---- Materials provided

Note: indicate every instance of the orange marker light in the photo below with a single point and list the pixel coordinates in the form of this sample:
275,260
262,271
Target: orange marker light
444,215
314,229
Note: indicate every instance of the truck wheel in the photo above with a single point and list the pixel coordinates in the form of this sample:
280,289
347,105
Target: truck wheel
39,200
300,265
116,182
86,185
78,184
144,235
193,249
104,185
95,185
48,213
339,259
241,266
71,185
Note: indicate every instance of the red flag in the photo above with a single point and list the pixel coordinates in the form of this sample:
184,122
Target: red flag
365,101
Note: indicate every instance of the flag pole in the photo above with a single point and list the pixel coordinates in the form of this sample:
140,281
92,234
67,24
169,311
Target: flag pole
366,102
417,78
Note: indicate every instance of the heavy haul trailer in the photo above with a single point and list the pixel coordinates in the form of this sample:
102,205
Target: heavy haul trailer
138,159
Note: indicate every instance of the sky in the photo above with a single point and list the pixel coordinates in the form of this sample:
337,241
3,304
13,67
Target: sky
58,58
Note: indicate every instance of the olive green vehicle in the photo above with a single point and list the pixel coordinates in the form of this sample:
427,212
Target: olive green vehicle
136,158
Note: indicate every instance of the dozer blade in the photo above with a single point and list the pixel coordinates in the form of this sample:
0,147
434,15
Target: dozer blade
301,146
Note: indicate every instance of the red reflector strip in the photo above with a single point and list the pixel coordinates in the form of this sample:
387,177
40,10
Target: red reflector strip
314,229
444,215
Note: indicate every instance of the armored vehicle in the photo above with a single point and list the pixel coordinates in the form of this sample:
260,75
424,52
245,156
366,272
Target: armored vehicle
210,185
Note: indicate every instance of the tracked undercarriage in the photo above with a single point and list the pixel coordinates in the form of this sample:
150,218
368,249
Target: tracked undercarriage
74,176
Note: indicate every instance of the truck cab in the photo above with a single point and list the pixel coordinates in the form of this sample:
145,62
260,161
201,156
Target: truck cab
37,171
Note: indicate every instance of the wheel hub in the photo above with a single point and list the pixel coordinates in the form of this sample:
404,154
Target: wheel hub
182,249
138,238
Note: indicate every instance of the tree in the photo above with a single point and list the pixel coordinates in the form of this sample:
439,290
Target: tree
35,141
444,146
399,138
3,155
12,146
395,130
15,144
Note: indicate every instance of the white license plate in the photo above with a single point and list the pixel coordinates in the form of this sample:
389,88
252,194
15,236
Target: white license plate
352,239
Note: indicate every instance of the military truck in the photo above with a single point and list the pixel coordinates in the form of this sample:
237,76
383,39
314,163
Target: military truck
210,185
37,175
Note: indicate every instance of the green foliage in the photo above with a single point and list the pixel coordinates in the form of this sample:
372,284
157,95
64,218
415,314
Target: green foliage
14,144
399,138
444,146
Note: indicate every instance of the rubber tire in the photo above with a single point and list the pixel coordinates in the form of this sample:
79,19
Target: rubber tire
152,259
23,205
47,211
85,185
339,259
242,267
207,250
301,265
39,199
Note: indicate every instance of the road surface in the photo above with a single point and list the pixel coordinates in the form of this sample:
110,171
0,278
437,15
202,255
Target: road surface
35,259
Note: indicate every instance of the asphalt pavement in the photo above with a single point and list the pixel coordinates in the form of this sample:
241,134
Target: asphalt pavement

--------

Task details —
Each record needs to be given again exactly.

Answer to this task —
Note: indicate every instance of the orange marker light in the photo below with a single point and list the pixel coordinates in the form of this sample:
275,260
262,271
Target: orange marker light
444,215
314,229
Note: indicate every instance of the truck wheel in the photo above with a single point and list the pixel coordinates in the form of this sample:
280,289
347,105
Target: truck wheel
39,200
300,265
116,182
86,185
78,184
144,235
193,249
104,185
95,185
48,213
339,259
241,266
71,185
Note: indicate every instance of the red flag in the photo above with a single point and list the pixel coordinates in the form of this sample:
184,122
Target: red flag
365,101
Note: indicate every instance of the flag pole in the photo above with a single point and list the pixel coordinates in the form of this sample:
140,281
92,234
67,24
169,311
Target: flag pole
366,102
417,78
Note: indicate every instance of the heavy haul trailer in the photo above with a single point and list the pixel coordinates in the form of this sample:
102,205
Target: heavy haul trailer
138,159
Note: indicate every instance of the sky in the photo above with a single point and list the pixel coordinates in the form of this sample:
337,241
3,304
13,67
Target: sky
58,58
Note: indicate every instance of the olive green vehicle in the photo above with a single point and list the pixel coordinates in the form of this sample:
427,212
Target: olive green vehicle
136,158
Note: indicate every instance of the dozer blade in the photo above with a single point and list the pixel coordinates in the form of this sample:
0,147
434,15
Target: dozer blade
301,146
Note: indicate every instance of the red reflector strip in the photo above with a single point and list the pixel coordinates in the form of this sample:
387,177
40,10
Target: red reflector strip
314,229
444,215
Note: indicate every instance of the armored vehicle in the photo above with a single point and list the pixel coordinates in the form of this sample:
260,75
424,52
245,156
366,272
Target: armored vehicle
210,185
Note: indicate every instance of the tracked undercarriage in the photo above with a single point and list the pixel coordinates in the form of this sample:
150,218
368,249
Target: tracked undercarriage
74,176
Note: indicate every instance of the truck cab in the photo above with a single point and list the pixel coordinates in the form of this sample:
145,62
260,161
201,156
Target: truck cab
37,171
Note: indicate every instance of the wheel hub in the photo above with a single point and list the pixel coordinates in the form of this sample:
404,154
Target: wheel hub
182,249
138,238
Note: indicate every instance of the tree in the photo above with a single point and list the pixel coordinates in the form of this sample:
439,290
Target: tree
35,141
444,146
399,138
3,155
12,146
395,130
15,144
Note: indicate every instance of the white license plate in the photo above with a single point and list the pixel coordinates in the form of this sample:
389,88
252,194
15,236
Target: white license plate
352,239
Note: indicate every instance of the military truck in the photo above with a single point and list the pixel coordinates in the form of this sample:
237,76
383,39
314,163
Target: military truck
210,185
37,175
Note: indicate every instance of the green foliage in the photo above with a single point and list the pixel coordinates in the form of this sample:
372,284
157,95
64,218
415,314
Target: green foliage
14,144
399,138
444,146
Note: indicate every instance of the rubber tire in the photo above with a single point and list the pixel coordinates in the form of this sample:
79,19
Target: rubber tire
152,259
23,205
47,211
85,185
339,259
242,267
207,250
301,265
39,199
Note: indicate every instance of the road surface in the photo above with a single point and list the pixel coordinates in the form of this sample:
110,171
0,278
437,15
202,255
Target: road surface
35,259
Note: indicate every instance of the asphalt pavement in the photo above with a single point and list the pixel coordinates in the form of this sample:
241,134
Target: asphalt pavement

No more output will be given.